Pick out each line in the listing below that contains the word "sneaker" and copy it. Case counts.
* begin DATASET EXCERPTS *
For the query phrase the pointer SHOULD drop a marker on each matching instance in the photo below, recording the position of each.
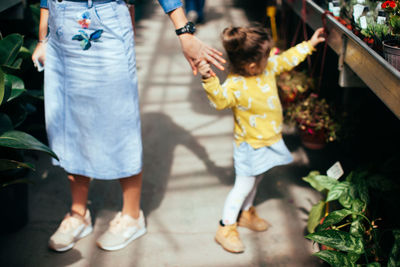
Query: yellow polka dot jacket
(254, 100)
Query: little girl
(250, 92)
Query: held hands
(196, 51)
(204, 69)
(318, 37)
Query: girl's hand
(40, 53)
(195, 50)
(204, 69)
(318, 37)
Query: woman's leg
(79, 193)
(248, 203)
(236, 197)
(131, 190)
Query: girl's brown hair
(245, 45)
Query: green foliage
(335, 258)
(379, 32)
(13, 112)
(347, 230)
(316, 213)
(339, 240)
* end DATASET EXCERPTS *
* begin DATASET EXCERPTS *
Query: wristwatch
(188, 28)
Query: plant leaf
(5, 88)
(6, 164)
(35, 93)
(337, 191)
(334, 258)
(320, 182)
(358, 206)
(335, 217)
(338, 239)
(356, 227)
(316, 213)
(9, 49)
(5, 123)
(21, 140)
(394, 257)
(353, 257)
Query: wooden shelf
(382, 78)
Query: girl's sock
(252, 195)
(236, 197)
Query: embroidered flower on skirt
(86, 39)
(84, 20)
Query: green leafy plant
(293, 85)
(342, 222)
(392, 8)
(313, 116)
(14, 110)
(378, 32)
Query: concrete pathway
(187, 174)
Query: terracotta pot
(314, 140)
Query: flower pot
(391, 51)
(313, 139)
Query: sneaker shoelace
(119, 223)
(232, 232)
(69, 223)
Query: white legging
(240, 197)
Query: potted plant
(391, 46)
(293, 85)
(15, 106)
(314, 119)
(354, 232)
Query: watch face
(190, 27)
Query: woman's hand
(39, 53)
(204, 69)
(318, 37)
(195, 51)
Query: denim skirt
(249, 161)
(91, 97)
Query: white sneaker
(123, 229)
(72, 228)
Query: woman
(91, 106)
* end DATASET EXCERPTS *
* begin DATASET EXCERPTS *
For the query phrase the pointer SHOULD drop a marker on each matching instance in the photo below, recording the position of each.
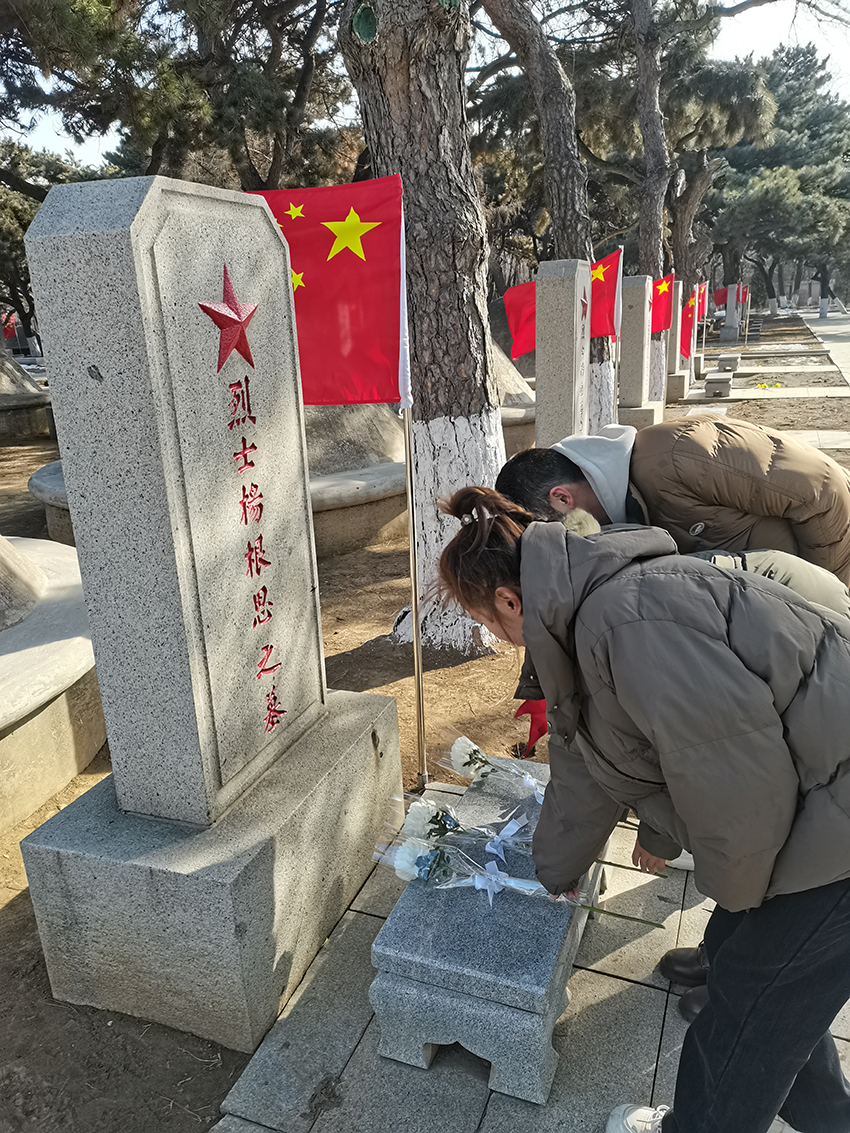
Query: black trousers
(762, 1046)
* end DATASET EXCERPTS *
RESPONSE:
Query: sneaker shoelace
Query: white sneaker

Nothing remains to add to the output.